▶ **Stored items**
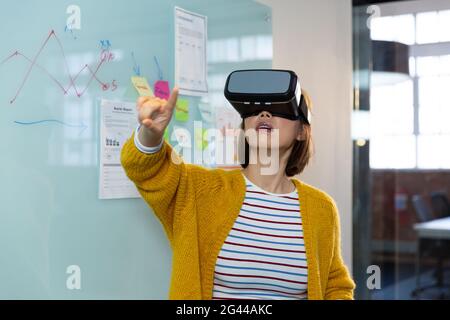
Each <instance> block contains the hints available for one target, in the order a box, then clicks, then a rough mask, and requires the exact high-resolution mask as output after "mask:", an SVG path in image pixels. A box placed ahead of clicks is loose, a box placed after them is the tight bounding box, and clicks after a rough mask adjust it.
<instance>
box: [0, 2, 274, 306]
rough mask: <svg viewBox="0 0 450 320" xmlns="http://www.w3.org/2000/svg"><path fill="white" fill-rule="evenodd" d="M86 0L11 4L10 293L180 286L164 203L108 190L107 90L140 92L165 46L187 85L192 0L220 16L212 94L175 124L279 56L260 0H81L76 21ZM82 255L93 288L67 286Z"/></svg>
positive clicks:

▶ **TASK**
Which lines above contain the word "instance"? Copy each one.

▶ **ANSWER TO THIS EXERCISE**
Each <instance> block contains the hints available for one target, in the order a box, then clicks, then a rough mask, and requires the exact high-resolution mask as output after "mask:", an SVG path in image pixels. A box placed ahead of clicks is loose, a box placed after them is the tight bounding box, and clicks after a rough mask adjust it.
<instance>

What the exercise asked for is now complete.